What is being asked: A precise reproduction of every record below is needed, minus the pictures.

Data to examine:
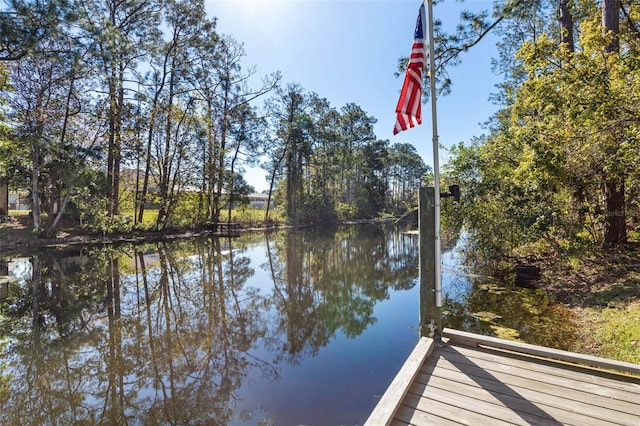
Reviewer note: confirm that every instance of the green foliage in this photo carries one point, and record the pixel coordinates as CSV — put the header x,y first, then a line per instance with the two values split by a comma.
x,y
541,182
617,332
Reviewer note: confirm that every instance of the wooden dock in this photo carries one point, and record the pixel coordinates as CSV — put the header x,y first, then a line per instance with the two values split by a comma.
x,y
479,380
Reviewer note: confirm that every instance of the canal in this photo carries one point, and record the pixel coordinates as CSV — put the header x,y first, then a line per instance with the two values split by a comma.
x,y
286,328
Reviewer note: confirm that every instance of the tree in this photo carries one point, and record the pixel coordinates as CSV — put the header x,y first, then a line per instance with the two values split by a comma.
x,y
120,33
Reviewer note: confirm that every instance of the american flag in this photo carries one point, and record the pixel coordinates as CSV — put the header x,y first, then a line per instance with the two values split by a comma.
x,y
408,109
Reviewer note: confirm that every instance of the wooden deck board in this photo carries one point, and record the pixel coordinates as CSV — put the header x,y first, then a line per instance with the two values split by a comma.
x,y
476,385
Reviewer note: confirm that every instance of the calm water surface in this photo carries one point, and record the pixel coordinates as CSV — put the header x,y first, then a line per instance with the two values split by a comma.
x,y
303,327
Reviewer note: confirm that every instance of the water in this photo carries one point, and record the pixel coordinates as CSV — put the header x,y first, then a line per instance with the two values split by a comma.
x,y
304,327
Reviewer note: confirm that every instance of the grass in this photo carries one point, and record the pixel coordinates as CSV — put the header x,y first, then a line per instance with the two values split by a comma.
x,y
614,332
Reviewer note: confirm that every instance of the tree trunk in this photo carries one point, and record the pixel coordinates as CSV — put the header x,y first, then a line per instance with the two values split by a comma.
x,y
611,23
566,25
616,227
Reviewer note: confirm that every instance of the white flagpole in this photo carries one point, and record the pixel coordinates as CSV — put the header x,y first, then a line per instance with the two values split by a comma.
x,y
436,160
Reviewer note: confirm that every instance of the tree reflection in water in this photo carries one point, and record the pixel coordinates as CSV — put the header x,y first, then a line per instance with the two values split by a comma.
x,y
170,332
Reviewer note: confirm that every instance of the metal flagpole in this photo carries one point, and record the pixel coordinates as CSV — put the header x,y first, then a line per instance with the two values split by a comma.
x,y
436,160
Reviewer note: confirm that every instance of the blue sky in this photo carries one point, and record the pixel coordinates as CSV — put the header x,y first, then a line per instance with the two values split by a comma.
x,y
347,51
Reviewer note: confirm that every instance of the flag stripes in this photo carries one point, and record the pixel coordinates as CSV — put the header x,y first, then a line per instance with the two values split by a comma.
x,y
408,110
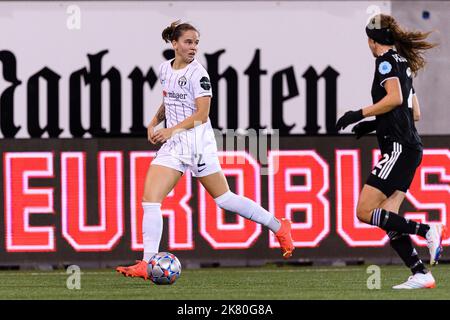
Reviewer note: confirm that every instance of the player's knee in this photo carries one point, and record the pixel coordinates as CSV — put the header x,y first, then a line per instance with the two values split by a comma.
x,y
224,200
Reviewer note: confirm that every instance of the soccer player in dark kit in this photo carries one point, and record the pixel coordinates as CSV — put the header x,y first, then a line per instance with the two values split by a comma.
x,y
399,57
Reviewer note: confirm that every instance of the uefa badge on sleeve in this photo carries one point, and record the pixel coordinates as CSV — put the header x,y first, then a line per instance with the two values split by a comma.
x,y
384,67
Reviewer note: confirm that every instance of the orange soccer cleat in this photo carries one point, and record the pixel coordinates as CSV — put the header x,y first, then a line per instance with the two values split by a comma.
x,y
137,270
285,239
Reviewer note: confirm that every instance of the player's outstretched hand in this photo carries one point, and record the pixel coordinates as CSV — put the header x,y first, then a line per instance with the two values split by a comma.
x,y
348,118
364,127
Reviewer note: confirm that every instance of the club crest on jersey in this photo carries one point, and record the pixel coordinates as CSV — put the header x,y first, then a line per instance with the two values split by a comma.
x,y
384,67
205,83
182,81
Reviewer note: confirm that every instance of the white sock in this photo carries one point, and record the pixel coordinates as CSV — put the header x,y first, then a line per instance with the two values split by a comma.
x,y
248,209
152,225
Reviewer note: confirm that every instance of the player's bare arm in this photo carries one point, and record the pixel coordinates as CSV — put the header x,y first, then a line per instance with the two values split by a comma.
x,y
392,99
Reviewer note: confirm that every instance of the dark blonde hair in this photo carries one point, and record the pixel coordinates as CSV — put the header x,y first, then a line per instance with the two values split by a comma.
x,y
176,30
409,44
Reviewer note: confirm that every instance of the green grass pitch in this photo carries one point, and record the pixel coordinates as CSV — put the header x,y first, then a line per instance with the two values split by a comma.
x,y
256,283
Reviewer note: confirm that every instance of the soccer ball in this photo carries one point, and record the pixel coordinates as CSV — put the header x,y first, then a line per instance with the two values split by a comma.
x,y
164,268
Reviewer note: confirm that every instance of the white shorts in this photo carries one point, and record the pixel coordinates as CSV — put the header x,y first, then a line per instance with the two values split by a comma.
x,y
205,166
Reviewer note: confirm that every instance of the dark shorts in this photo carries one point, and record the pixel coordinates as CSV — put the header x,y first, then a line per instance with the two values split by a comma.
x,y
396,169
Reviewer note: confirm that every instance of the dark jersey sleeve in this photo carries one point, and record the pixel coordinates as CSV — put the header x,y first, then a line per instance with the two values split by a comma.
x,y
386,67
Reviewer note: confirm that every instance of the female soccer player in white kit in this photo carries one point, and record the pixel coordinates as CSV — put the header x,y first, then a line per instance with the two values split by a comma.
x,y
189,143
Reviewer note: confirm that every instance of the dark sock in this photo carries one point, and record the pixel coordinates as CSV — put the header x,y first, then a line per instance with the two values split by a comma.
x,y
390,221
402,244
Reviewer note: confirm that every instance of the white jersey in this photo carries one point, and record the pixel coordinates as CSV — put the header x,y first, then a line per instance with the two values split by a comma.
x,y
180,89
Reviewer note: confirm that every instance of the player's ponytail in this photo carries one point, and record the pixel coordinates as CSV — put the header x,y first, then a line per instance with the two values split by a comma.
x,y
409,44
175,30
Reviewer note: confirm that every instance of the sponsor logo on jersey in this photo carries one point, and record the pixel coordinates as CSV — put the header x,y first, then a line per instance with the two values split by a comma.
x,y
205,83
182,81
384,67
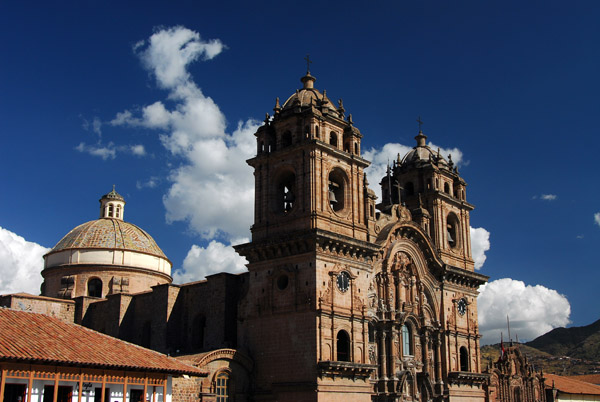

Exercise output:
Reviewer note: confirm that every instance of the green foliage in this photo carries one point, and record the pixel coordinates as CSV — put the header x,y first, then a line per instance with the two values split by a comma.
x,y
541,182
617,332
Reviewer note: confirm that every instance of the wooden dock in this photo carries one point, and record the pixel coordinates as CSV — put the header x,y first, then a line per instance with the two values split by a comma.
x,y
479,380
Reviewer note: confirm that every instance of the canal in this photo carries one point, and record the pixel coordinates as CSV — put the header x,y first, then a line per instance with the two values split by a comma.
x,y
286,328
Reviewer note: confirm that every instance of the tree in this photo carries one point, and record the pixel coordinates as CSV — put the header x,y first, then a line per instance with the two values split by a comma.
x,y
120,33
Reviewer note: confirm that every instance of the american flag in this photo carries one point, and record the pixel coordinates as CSV — put the header x,y first, then a line per instance with the two values split by a comma.
x,y
408,109
Reviewer note: confirm that every instance of the wooden deck board in this photo carries one point, and record the pixel coordinates as CSV — put the header x,y first, then a line per instance with the two values split by a comma.
x,y
476,385
Reviewer note: confirm that every instance of the calm water surface in this photo carries one point, and record the pixel coordinates as CSV — put the header x,y first, then a line per instance with the two values split by a comma.
x,y
303,327
Reviewer note: confirm that every instance of the water in this photo carries one point, and record the pixel coordinates as CSV — put the header x,y first, then a line per instance with the two values split by a comma.
x,y
304,327
Reviewer note: confirm that every instance of the grass in this photo carries one point, and record the pixel coordinates as CSV — put the header x,y first, then a line per instance with the two values split by a comma.
x,y
614,332
Reviewer note: confirm that every instance of the tree trunk in this photo carries one point, and record the pixel coordinates as CSV — put the header x,y first, then a line per instance with the two values split by a comma.
x,y
611,23
566,25
616,227
Reviewer note: confirm that every instance of the white flagpole in this photo carries one point, and record the pixel coordinates as CSV — put the header x,y first, then a line per instance with the two values split by a comma.
x,y
436,160
Reviewer note: confirm that every instance of the tree reflection in water in this photo carries one point, and record the pixel coordinates as CSV — put the header x,y first, then a line per instance with the two values split by a comma.
x,y
170,332
Reviewer note: confirm that every instance of the metal flagpole in this photo carries one point, and record the pixel coordinates as CSV — put the header x,y first, then a line per instance with the two values split by a comma.
x,y
436,160
Reviewer note: confirm that every instance of the blue sky in this photo carries one point, and record the pixel coordinates as CSV — put the header x,y first, then a line per instance with the two values split by a comma.
x,y
347,51
Reviewer note: confirm that every instance of the flag stripes in this photo carries one point, and record the pixel coordinates as CSV — put the header x,y first, then a line per instance with the two values split by a comma.
x,y
408,110
Reviewer note: confirm that every instance of the player's knee in this photo carries one point, and record the pixel coordinates as CSV — put the header x,y first, then a line per instance with the two values split by a comma.
x,y
224,200
Reviewer note: confirm that every instance of the soccer player in dark kit in this photo carries one point, and record the pixel coordinates as CSV — put the header x,y first, then a line per instance with the two values split by a comma.
x,y
399,57
Reviewer note: confirm that every instance of the uefa badge on sleeve in this photo carries one point, and record the pixel coordinates as CSV — put the header x,y first, then a line per instance with the two values split by a comma.
x,y
384,67
Reviewer note: confirm that every instance of the orange soccer cleat in this photo carries one point, and record the pixel coordinates as CSV — put the header x,y first, then a line per instance with the two values split by a comma.
x,y
137,270
285,239
Reviewer note: confirm that every instance of the player's outstretched hand in this photo carries one point, and record the pixel coordinates as CSV — put the header x,y first, then a line per instance with the two values split by a comma.
x,y
348,118
364,127
Reviewer note: confirm that every instance of the club crest on jersey in this photo carries one point, and record the pixel coordinates as CSV — put the header x,y first, then a line per instance with the two values split by a comma.
x,y
384,67
205,83
182,81
Reviewer note: confirm that every instance of the white sock in this photo carries one point, and record the pixel coordinates as CSV — put the header x,y first, then a line per instance with the two values split by a comma.
x,y
248,209
152,225
Reviewer note: confirm that every instance of the player's bare arm in this photo carries one point, and record the pixel coordinates as CSV — put the header x,y first, then a line per instance with the two values split by a comma.
x,y
392,99
Reviewer note: confirm that every instance of the dark blonde hair in this photo carries one point, and record the pixel coordinates as CSV — put the header x,y first, then a line per instance with the two values split by a comma.
x,y
176,30
409,44
Reviewer note: confirm that every instance of the green grass pitch in this photo carries one point, and record the pixel coordinates as CSV — put the header x,y first, then a line per instance with the two values split by a comma.
x,y
256,283
Reviewer note: confirm that every instance of the soccer ball in this photo carries one point, and record the pixel coordinates as CSV — put the header x,y first, then a line per instance with the two values split by a comma.
x,y
164,268
Reviewer note: confirm that every instance of the white shorts in this photo carries one point, and record the pixel coordinates as CSV — put the header x,y first, then a line per instance with the two values split by a comma.
x,y
205,166
Reviewer note: confirm that every instance of the dark shorts in this photo carries one point, and record the pixel coordinates as CSV — put the header x,y first, then a line per instance with the two values split by a comma.
x,y
396,169
Reviewer note: confirm that every instance of the dark jersey sleeve in this photo carries one point, and record the pixel coordinates as CSV — put the header x,y first, then a line per instance with the two values split by a comma.
x,y
386,67
Reviewer note: confirm that every instance of the female soccer player in white kit in this photo carries one point, and record the pixel coordinates as CSV — put the header x,y first, then a line per instance with the two values split by a comma.
x,y
189,143
Reviewer note: confirm that every instance of the dark sock in this photo carries one point, and record the pixel coordinates as CSV — put the header x,y first, then a line per instance with the two values split by a comma.
x,y
390,221
402,244
Reviewer note: confirm that every instance of the white jersey in this photo carries one point, and record the pixel coordinates as CSV — put the header x,y first, then a line per instance with the two values split by a comma.
x,y
180,89
Reviewer note: confirm that every instance of the player's ponytail in this photo carries one point, and record the pixel coordinates as CSV — put the header x,y first, then a line per instance with the two values split by a comma.
x,y
409,44
175,30
Reviewer note: confirm that every instance of the sponsor logo on jersey in this photo carries one point, and record the pixel coordinates as CSV — put the header x,y first, then a line per instance with the two values split by a comma.
x,y
205,83
182,81
384,67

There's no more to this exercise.